### TEXT PASSAGE
Current affiliation: Karlsruhe Institute of Technology, Institute for Industrial Production—Chair of Energy Economics, 76187 Karlsruhe, Germany.
Energies 2021, 14(5), 1301; https://doi.org/10.3390/en14051301
Submission received: 31 December 2020 / Revised: 16 February 2021 / Accepted: 19 February 2021 / Published: 27 February 2021
(This article belongs to the Special Issue Life Cycle Assessment of Sustainable Energy System)

Abstract

:
We integrate life cycle indicators for various technologies of an energy system model with high spatiotemporal detail and a focus on Europe and North Africa. Using multi-objective optimization, we calculate a pareto front that allows us to assess the trade-offs between system costs and life cycle greenhouse gas (GHG) emissions of future power systems. Furthermore, we perform environmental ex-post assessments of selected solutions using a broad set of life cycle impact categories. In a system with the least life cycle GHG emissions, the costs would increase by ~63%, thereby reducing life cycle GHG emissions by ~82% compared to the cost-optimal solution. Power systems mitigating a substantial part of life cycle GHG emissions with small increases in system costs show a trend towards a deployment of wind onshore, electricity grid and a decline in photovoltaic plants and Li-ion storage. Further reductions are achieved by the deployment of concentrated solar power, wind offshore and nuclear power but lead to considerably higher costs compared to the cost-optimal solution. Power systems that mitigate life cycle GHG emissions also perform better for most impact categories but have higher ionizing radiation, water use and increased fossil fuel demand driven by nuclear power. This study shows that it is crucial to consider upstream GHG emissions in future assessments, as they represent an inheritable part of total emissions in ambitious energy scenarios that, so far, mainly aim to reduce direct CO2 emissions.

1. Introduction

As the power sector offers the greatest cost-effective potential for emission reductions compared with other sectors, such as heat and transport, cost-optimized strategies to limit global warming to below 2 °C typically have close to zero emissions in the power sector by the middle of the century [1]. However, energy system optimization models (ESOMs) usually only consider direct, on-site CO2 emissions when assessing the cost-optimized design of infrastructure components of future electricity supply (e.g., power plants, storage facilities, and grids).

### TASKS TO CARRY OUT
[A] Reproduce a passage from the energy systems article above, beginning at the words "Energies 2021, 14(5), 1301;" and stopping after the words "Sustainable Energy System)".
[B] According to the energy systems article above, by about what percentage would costs increase in the power system with the least life cycle GHG emissions?

### RECORDED DATA
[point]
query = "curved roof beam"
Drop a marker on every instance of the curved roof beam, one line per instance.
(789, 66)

### RESPONSES BY TASK
[A]
Energies 2021, 14(5), 1301; https://doi.org/10.3390/en14051301
Submission received: 31 December 2020 / Revised: 16 February 2021 / Accepted: 19 February 2021 / Published: 27 February 2021
(This article belongs to the Special Issue Life Cycle Assessment of Sustainable Energy System)

[B] By about 63% compared to the cost-optimal solution.